What to work on: Exact copies of all the entries are needed.

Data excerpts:
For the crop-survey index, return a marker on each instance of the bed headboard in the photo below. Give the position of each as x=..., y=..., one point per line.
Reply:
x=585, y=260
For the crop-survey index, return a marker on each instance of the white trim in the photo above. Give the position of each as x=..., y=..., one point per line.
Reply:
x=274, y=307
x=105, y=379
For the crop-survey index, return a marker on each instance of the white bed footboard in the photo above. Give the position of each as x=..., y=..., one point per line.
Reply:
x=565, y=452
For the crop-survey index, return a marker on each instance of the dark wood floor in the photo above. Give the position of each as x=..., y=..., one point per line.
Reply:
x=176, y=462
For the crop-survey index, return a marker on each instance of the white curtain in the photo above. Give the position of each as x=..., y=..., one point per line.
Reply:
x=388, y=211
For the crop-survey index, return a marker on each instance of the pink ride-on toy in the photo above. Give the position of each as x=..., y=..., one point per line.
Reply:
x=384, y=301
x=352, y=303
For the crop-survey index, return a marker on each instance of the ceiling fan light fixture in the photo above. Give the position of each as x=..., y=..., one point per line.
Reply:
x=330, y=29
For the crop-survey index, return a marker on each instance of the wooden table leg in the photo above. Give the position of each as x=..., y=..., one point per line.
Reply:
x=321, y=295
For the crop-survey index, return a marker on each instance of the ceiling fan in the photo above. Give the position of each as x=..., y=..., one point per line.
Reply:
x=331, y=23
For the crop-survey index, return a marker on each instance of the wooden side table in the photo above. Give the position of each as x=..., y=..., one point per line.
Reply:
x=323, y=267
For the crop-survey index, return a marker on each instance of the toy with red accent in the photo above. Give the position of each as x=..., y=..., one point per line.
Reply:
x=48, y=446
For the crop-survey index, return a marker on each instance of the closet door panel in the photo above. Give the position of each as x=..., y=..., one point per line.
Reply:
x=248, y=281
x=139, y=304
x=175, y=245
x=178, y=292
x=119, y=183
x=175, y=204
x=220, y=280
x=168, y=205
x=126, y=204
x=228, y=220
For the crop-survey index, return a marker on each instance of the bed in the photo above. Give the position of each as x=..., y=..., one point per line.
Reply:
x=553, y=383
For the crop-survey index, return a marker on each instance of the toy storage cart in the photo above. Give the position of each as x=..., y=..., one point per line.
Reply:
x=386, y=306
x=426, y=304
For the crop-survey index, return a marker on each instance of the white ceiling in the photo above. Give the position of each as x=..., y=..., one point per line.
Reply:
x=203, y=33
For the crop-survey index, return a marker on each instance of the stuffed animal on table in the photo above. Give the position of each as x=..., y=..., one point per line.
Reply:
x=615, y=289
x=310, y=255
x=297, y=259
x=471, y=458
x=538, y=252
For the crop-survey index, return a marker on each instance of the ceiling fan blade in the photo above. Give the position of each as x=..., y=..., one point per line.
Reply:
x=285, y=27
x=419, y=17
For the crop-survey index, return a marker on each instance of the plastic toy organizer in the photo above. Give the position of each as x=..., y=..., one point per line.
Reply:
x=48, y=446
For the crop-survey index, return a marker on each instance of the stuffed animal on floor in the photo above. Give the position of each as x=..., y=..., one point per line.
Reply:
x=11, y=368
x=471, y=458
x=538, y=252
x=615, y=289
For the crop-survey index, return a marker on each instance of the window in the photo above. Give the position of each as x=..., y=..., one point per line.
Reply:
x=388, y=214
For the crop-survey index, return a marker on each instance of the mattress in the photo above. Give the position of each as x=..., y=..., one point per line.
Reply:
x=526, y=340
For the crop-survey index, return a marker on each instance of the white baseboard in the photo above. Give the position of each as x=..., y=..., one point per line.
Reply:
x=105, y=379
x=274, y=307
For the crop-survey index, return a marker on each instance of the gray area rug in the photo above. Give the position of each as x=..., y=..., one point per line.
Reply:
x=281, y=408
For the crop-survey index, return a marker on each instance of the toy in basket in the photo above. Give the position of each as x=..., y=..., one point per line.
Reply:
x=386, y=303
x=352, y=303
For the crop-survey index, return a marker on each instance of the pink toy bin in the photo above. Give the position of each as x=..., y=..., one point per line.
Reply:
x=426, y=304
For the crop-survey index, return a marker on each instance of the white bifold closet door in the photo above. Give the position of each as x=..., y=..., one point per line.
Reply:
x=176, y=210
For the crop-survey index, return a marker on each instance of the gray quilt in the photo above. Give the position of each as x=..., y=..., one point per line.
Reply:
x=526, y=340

Solved exercise:
For the crop-survey index, return a marker on each instance of the bed headboard in the photo below. Give the position of each as x=..., y=..., one point per line.
Reply:
x=585, y=260
For the crop-survey index, return a marker on each instance of the white trim in the photo above. Give the position of each as x=..., y=..., one point per line.
Reply:
x=274, y=307
x=105, y=379
For the crop-survey index, return a marker on each instance of the white bed footboard in the photo above. Give the position of each as x=..., y=..., one point per line.
Reply:
x=565, y=452
For the crop-survey index, return a marker on each instance of the dark wood floor in the photo above. Give the position of each as x=..., y=..., one point per line.
Reply:
x=176, y=462
For the crop-survey index, return a marker on each instance of the white curtain in the photo above. Give the position of each as x=..., y=..., one point per line.
Reply:
x=388, y=211
For the crop-survey index, return a marker on each instance of the pink ride-on toy in the photo above. Give the position of each as x=..., y=..., one point per line.
Reply:
x=384, y=301
x=352, y=303
For the crop-survey index, return a marker on each instance of the ceiling fan light fixture in the photo above. Give the position of each as x=..., y=..., one point per line.
Reply:
x=330, y=29
For the crop-survey index, return a marker on each instance of the wooden table leg in the photo above. Give the position of each as x=..., y=..., one point per line.
Reply:
x=321, y=295
For the crop-survey index, return a marker on each instance of the ceiling fan in the photo above. Give the position of each as x=..., y=..., one point per line.
Reply:
x=331, y=23
For the crop-survey index, return a marker on each instance of the wooden side table in the photo above. Give the position of each as x=..., y=..., one point per line.
Reply:
x=323, y=267
For the crop-survey index, return a marker on each instance of the toy with red accent in the photo above. Give the position of each as x=..., y=..., one point per line.
Reply:
x=48, y=446
For the crop-survey index, return a marker on each instance of the closet door panel in the photo above. Give the position of each as x=..., y=..., one point per line.
Reply:
x=248, y=281
x=139, y=304
x=175, y=245
x=178, y=292
x=119, y=183
x=175, y=204
x=220, y=280
x=168, y=205
x=126, y=204
x=228, y=220
For the crop-survey index, return a marker on each instance of the bed in the photo above. Give the position of each as x=..., y=..., one point per line.
Reply:
x=553, y=383
For the crop-survey index, return a marker on each instance of the toy storage cart in the photo above. Give the position of each as x=..., y=..., one point per line.
Reply:
x=386, y=306
x=426, y=304
For the crop-survey index, return a marker on each instance of the white ceiling in the photo above. Give the position of each as x=..., y=..., one point per line.
Reply:
x=203, y=33
For the crop-survey index, return a marker on each instance of the stuffed animal on table in the photo above. Give the position of each as x=..., y=..., one point per line.
Reply:
x=615, y=289
x=310, y=255
x=297, y=259
x=471, y=458
x=538, y=252
For the crop-survey index, return a marker on each instance of the ceiling fan blade in the photo above. Give the position of each as x=..., y=..., one point per line.
Reply:
x=285, y=27
x=419, y=17
For the crop-survey index, return a marker on each instance of the plastic toy organizer in the photo above. Give the position of each as x=..., y=..., one point per line.
Reply:
x=48, y=446
For the crop-survey index, return a marker on each instance of the stuffed animal on floor in the photo above. Give the position of each as x=..., y=..., one point per line.
Reply:
x=11, y=368
x=471, y=458
x=538, y=252
x=615, y=289
For the crop-survey index, return a marker on each instance of the window in the photo above. Give the position of each as x=..., y=..., one point per line.
Reply:
x=388, y=214
For the crop-survey index, return a marker on each instance of the mattress in the photo above. Give the position of each as x=..., y=..., one point per line.
Reply:
x=526, y=340
For the crop-survey index, return a marker on each instance of the white baseboard in the photo above. Give the position of each as x=..., y=..., one point per line.
Reply:
x=105, y=379
x=274, y=307
For the crop-survey index, return a marker on each instance of the gray area rug in the photo above. Give the position of each as x=..., y=..., one point per line.
Reply:
x=281, y=408
For the crop-survey index, return a marker on each instance of the toy in basket in the photo above. Give the position of each as x=..., y=..., one point per line.
Reply:
x=386, y=303
x=352, y=303
For the crop-survey index, return a marker on each instance of the pink toy bin in the photo above. Give the position of each as x=..., y=..., one point per line.
Reply:
x=426, y=304
For the crop-survey index, return a marker on each instance of the white bifold closet door in the photo above. Give the position of each as x=..., y=..., one point per line.
Reply:
x=176, y=210
For the crop-survey index, return a marker on each instance of the gray quilt in the photo above. Give the position of each as x=..., y=..., one point per line.
Reply:
x=526, y=340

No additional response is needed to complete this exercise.